Page extract.
= = = =
Phase III study of AFOLIA, a biosimilar r-FSH meets its endpoint

Published on June 6, 2012 at 11:09 AM · No Comments

FINOX Biotech (Finox AG) announced today that the pivotal phase III study (FIN3001) with AFOLIA, a biosimilar recombinant Follicle Stimulating Hormone (r-FSH), in patients undergoing assisted reproduction technology (ART), has met its primary endpoint.

AFOLIA demonstrated clinical and statistical equivalence to the reference product, Gonal-f . Equivalence was defined by retrieving similar numbers of oocytes during a standard treatment duration of 10 to 16 days with a fixed dose of r-FSH. The equivalence margins required that the difference in the number of oocytes retrieved not exceed ±2.9 oocytes. 

Results prove that AFOLIA is “biosimilar” to Gonal-f : the number of oocytes retrieved were 11.3 in the AFOLIA group, compared to 10.8 in the Gonal-f group. The treatment difference was 0.52 with a 95%CI of -0.81 to 1.79. The pre-defined equivalence margin was met. 

Anjan Selz, Chief Executive Officer of FINOX Biotech commented: "I am extremely pleased with the outstanding FIN3001 results. We will be working with the Health Authorities to make this valuable biosimilar medicine available to ART patients as soon as possible. Submission of the registration dossier to the European Health Authorities is expected by the fourth quarter of 2012.”

About the FIN3001 study

FIN3001 is an assessor-blinded, multicenter, phase III study including a total of 410 patients in a 2:1 randomization scheme in favor of AFOLIA. The treatment effect and the safety profile of AFOLIA in controlled ovarian stimulation is compared to the widely used reference medicine, Gonal-f .
= = = =
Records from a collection
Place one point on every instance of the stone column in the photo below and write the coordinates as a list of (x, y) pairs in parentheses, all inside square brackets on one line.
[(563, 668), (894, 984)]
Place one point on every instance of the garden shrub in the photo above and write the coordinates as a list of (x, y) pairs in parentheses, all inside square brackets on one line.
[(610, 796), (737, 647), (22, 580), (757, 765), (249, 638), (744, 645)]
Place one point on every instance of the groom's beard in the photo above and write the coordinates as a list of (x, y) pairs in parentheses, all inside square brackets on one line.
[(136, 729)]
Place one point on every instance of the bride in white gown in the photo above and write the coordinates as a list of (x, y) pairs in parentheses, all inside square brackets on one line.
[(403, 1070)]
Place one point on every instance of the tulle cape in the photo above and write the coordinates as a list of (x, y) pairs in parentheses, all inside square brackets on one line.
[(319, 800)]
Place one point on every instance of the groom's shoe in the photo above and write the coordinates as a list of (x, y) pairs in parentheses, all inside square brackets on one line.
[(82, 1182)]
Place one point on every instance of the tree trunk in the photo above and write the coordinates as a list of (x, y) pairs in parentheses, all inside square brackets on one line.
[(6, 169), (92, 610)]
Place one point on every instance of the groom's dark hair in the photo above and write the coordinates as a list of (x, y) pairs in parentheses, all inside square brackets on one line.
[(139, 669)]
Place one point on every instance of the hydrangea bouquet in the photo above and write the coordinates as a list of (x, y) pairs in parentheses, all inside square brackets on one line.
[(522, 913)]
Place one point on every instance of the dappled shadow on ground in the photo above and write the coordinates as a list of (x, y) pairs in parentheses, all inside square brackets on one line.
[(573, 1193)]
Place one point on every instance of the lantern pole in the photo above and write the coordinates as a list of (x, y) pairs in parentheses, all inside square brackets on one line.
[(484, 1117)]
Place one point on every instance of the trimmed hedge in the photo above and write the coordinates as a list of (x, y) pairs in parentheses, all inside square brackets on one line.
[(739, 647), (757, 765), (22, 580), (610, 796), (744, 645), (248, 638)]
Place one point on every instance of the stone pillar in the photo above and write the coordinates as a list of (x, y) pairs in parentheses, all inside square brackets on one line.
= = = =
Exercise tasks.
A. Translate this sentence from the AFOLIA news item into Spanish: "The pre-defined equivalence margin was met."
B. Sum up the AFOLIA news item in two sentences.
The records are separate material that stands apart from the text.

Set of answers.
A. Se cumplió el margen de equivalencia predefinido.

B. FINOX Biotech announced that the phase III study FIN3001, in patients undergoing assisted reproduction, met its primary endpoint, showing that the biosimilar r-FSH AFOLIA is clinically and statistically equivalent to the reference product Gonal-f, with 11.3 oocytes retrieved in the AFOLIA group versus 10.8 in the Gonal-f group. Submission of the registration dossier to the European Health Authorities is expected by the fourth quarter of 2012.